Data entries
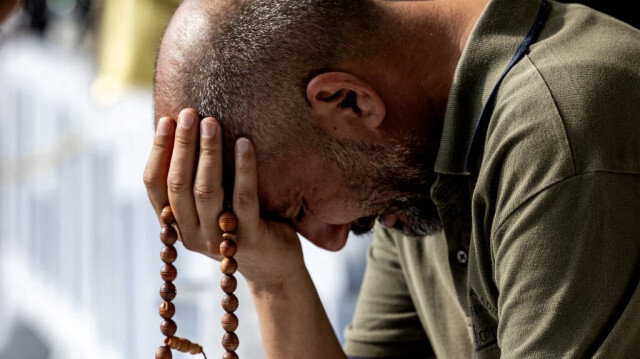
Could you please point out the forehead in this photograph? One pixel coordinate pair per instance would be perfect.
(284, 182)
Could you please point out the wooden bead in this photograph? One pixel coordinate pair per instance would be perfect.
(168, 235)
(228, 283)
(168, 291)
(169, 272)
(228, 248)
(230, 341)
(183, 345)
(168, 254)
(163, 353)
(167, 216)
(168, 327)
(227, 222)
(228, 265)
(229, 322)
(167, 310)
(230, 303)
(229, 235)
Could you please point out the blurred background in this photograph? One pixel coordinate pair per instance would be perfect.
(79, 247)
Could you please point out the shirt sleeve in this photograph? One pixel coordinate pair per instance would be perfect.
(567, 269)
(385, 323)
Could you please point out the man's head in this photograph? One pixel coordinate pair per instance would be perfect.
(305, 81)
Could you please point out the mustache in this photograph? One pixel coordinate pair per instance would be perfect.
(363, 225)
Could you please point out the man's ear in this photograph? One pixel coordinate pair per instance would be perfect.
(345, 106)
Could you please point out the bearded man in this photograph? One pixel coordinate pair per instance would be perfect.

** Task details **
Every record is to be restated word for word, with the pictures left out.

** Response for this exercise **
Could you please point out the forehead in this photograph? One pixel coordinate pair per instance would be perfect.
(284, 182)
Could you please point out the wooden bead in this photograph? One pixel coordinate pair per instance would be perfect.
(168, 235)
(228, 283)
(168, 291)
(169, 272)
(228, 248)
(230, 341)
(183, 345)
(168, 254)
(163, 353)
(167, 216)
(168, 327)
(227, 222)
(228, 265)
(229, 322)
(167, 310)
(230, 303)
(229, 235)
Could you please point out the blurred background in this photograph? One pixel coordinate pair per instance would be perfect.
(79, 247)
Could you please point out the shirt sleeve in this photograph? One pixel coordinate pair per instance would be perfect.
(567, 269)
(385, 323)
Could you please point out the man's head in this photograph? One pixel coordinate pair per instance would be perfect.
(305, 81)
Could you please point out the mustache in this photograph? One pixel coordinate pair per instance would be perfect.
(363, 225)
Could you please point out the man's ear in this photograph? One pixel coordinate pair per instance would be perfect.
(345, 106)
Could you please point out the bearded man in this photograph? One pixel coordinate pair per instance would be perfect.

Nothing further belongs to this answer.